(Excerpts from a point labeling dataset)
## begin
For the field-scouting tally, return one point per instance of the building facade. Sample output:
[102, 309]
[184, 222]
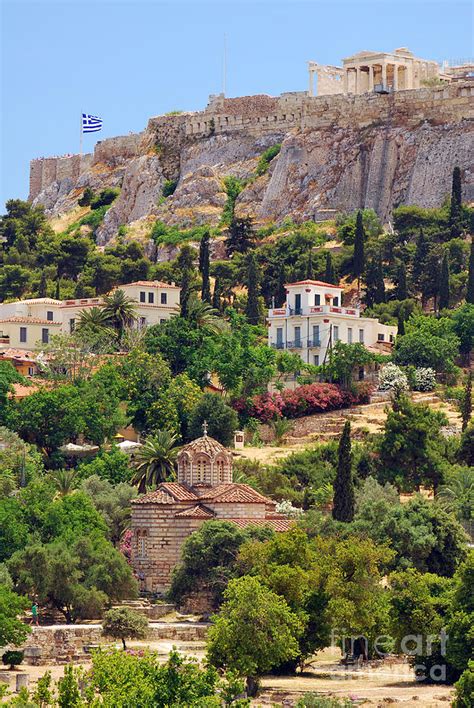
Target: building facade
[313, 319]
[30, 324]
[164, 518]
[369, 71]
## end
Can you copy out every line of the records above without changing anything, but leave out the pictures?

For the field-scouting tally, return one point per instance of the building facade. Sample output:
[102, 309]
[184, 222]
Target: building facade
[313, 319]
[30, 324]
[164, 518]
[369, 71]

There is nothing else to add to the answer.